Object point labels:
[start]
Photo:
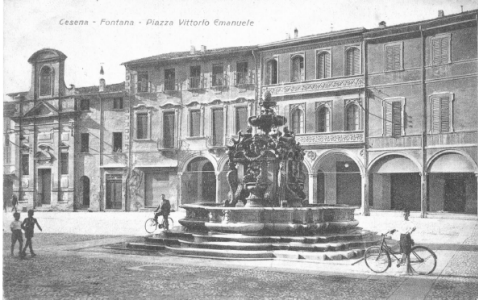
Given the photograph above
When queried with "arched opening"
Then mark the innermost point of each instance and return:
(85, 191)
(452, 184)
(395, 184)
(199, 181)
(339, 180)
(45, 81)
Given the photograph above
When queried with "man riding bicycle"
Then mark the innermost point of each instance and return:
(163, 209)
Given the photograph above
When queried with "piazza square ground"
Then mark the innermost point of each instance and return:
(71, 263)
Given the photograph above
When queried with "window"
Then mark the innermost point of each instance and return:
(323, 119)
(217, 127)
(143, 82)
(169, 80)
(241, 119)
(168, 130)
(25, 164)
(393, 118)
(323, 65)
(118, 103)
(218, 75)
(440, 47)
(85, 142)
(298, 73)
(352, 118)
(242, 75)
(117, 142)
(297, 121)
(45, 81)
(352, 61)
(271, 72)
(85, 104)
(195, 123)
(142, 126)
(195, 77)
(64, 163)
(442, 113)
(393, 57)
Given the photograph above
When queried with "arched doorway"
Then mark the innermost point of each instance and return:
(199, 181)
(395, 184)
(339, 180)
(85, 191)
(452, 184)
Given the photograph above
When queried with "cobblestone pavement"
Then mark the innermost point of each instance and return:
(80, 275)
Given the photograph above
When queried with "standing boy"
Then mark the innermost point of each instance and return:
(16, 228)
(29, 225)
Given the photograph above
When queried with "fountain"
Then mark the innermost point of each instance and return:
(266, 214)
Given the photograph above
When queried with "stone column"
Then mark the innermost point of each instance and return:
(312, 188)
(365, 208)
(424, 194)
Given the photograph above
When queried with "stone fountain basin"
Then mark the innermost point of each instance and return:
(273, 220)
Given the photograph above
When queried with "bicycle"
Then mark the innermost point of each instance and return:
(422, 260)
(151, 224)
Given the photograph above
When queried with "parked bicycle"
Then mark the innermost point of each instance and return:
(422, 260)
(152, 225)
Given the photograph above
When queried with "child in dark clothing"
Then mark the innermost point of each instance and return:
(29, 225)
(16, 228)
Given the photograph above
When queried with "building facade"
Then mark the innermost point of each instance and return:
(387, 117)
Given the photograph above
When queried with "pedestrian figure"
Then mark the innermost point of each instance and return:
(17, 235)
(405, 229)
(14, 202)
(29, 225)
(163, 209)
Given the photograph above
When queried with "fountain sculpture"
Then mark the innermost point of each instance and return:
(266, 188)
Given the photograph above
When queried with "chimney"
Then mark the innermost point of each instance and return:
(102, 81)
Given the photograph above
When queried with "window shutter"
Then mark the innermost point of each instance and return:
(445, 114)
(396, 118)
(388, 119)
(436, 115)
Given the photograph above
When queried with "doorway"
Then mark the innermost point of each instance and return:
(44, 186)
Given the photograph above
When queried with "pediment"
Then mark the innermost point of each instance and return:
(42, 109)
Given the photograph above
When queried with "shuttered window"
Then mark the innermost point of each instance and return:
(352, 61)
(298, 73)
(142, 126)
(323, 65)
(195, 123)
(440, 107)
(241, 119)
(393, 57)
(297, 121)
(440, 50)
(217, 127)
(168, 130)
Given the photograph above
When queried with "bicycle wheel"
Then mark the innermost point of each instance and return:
(422, 260)
(150, 225)
(377, 259)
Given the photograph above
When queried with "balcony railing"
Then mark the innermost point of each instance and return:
(244, 78)
(408, 141)
(196, 83)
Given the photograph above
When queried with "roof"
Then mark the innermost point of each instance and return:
(110, 88)
(187, 54)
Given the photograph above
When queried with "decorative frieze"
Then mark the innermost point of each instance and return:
(336, 138)
(313, 87)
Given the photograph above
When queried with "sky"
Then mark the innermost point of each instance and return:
(31, 25)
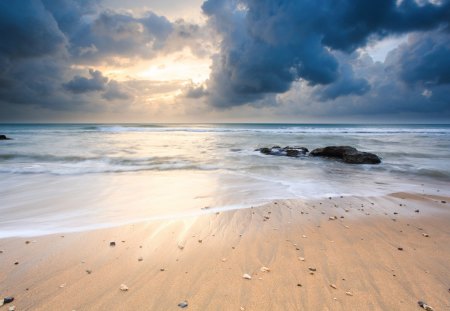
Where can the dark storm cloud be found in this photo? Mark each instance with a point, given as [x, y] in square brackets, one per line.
[27, 29]
[267, 45]
[78, 85]
[45, 44]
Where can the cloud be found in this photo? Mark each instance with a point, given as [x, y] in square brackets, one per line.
[267, 45]
[79, 85]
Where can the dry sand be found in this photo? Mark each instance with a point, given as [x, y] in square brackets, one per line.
[204, 259]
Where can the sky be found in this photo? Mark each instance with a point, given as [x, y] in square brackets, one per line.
[300, 61]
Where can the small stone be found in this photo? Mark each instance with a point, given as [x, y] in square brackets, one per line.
[183, 304]
[247, 276]
[425, 306]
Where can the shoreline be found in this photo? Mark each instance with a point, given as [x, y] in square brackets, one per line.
[204, 258]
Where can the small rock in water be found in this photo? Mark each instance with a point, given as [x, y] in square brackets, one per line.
[183, 304]
[247, 276]
[425, 306]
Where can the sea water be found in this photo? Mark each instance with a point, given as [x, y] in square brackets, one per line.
[70, 177]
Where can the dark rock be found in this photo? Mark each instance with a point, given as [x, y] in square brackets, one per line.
[286, 151]
[361, 158]
[347, 154]
[333, 151]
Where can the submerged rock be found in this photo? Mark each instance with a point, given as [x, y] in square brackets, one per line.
[347, 154]
[286, 151]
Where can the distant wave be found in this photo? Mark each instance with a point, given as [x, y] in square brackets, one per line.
[67, 165]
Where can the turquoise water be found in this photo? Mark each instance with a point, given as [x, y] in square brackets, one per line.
[66, 177]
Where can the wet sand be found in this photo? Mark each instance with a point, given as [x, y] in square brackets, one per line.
[368, 253]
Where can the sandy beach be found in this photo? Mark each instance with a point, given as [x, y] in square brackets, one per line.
[340, 253]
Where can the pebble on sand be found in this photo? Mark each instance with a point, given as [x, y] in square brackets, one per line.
[425, 306]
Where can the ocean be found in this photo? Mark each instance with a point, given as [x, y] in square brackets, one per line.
[72, 177]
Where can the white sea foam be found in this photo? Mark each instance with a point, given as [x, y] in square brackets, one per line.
[72, 177]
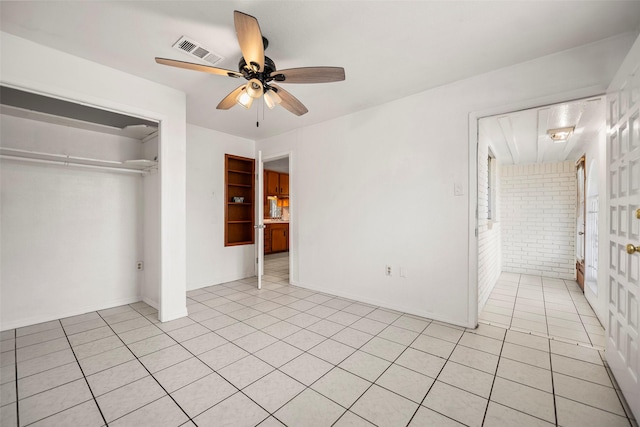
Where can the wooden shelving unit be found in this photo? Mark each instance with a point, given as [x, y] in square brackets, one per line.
[239, 175]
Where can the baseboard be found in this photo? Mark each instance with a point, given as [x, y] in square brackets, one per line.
[382, 304]
[222, 280]
[34, 320]
[167, 317]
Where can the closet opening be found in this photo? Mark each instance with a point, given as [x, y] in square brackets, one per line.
[80, 209]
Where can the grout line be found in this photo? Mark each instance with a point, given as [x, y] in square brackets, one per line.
[495, 375]
[553, 389]
[150, 374]
[83, 377]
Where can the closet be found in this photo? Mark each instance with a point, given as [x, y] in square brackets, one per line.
[79, 208]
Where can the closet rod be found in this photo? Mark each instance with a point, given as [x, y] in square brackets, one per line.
[60, 162]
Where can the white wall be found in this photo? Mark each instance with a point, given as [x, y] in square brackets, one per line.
[376, 187]
[596, 162]
[70, 236]
[538, 203]
[76, 79]
[489, 231]
[150, 287]
[209, 262]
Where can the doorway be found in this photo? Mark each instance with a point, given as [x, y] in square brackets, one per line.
[277, 220]
[527, 216]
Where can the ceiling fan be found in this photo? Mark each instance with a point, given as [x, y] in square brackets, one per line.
[261, 72]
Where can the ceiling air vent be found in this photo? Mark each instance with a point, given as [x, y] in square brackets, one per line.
[193, 48]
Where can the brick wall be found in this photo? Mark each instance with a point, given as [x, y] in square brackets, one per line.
[538, 215]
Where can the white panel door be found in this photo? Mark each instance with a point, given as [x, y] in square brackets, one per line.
[623, 180]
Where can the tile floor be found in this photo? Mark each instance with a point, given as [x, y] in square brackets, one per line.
[543, 306]
[289, 356]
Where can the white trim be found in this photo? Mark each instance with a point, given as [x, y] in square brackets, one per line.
[75, 312]
[381, 304]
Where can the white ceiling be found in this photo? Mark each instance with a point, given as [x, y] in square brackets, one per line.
[389, 49]
[521, 137]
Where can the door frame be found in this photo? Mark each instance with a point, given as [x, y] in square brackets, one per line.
[474, 139]
[293, 247]
[582, 161]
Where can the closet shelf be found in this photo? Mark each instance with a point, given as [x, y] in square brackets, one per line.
[137, 165]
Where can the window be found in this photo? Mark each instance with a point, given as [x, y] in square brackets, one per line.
[491, 209]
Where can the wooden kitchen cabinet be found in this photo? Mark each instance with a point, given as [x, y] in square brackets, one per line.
[272, 183]
[284, 184]
[276, 238]
[275, 183]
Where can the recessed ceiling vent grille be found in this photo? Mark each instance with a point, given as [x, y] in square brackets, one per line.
[193, 48]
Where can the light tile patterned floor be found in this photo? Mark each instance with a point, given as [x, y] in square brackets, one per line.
[289, 356]
[543, 306]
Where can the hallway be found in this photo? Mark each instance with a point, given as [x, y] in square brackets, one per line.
[543, 306]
[end]
> **SHORT PROBLEM**
Starting with the line that contains "Where can the window", write out each line through the end of the listing, exactly as it appears, and include nothing else.

> **RESPONSE TO THIS EXERCISE**
Where can the window be found in this photo? Mark each instance with a point, given as [x, y] in square brackets, one per line.
[491, 209]
Where can the wooden kitchen cabinet be found in this photo? Mark each instance with a point, given as [x, y] in square brackets, one per line.
[272, 183]
[284, 184]
[276, 238]
[275, 183]
Where can the recessed ceiling vent grille be found in this photo? Mark each instance with a point, given as [x, y] in square brackets, one per line.
[193, 48]
Where can the light tile patterned floor be found in this photo? Mark each instance with a point, given as [x, y] in square brackets, one per line.
[289, 356]
[543, 306]
Where can the hallway be found in this photo? Mark each instance with a point, given as [x, y] in square brackets, one per line.
[543, 306]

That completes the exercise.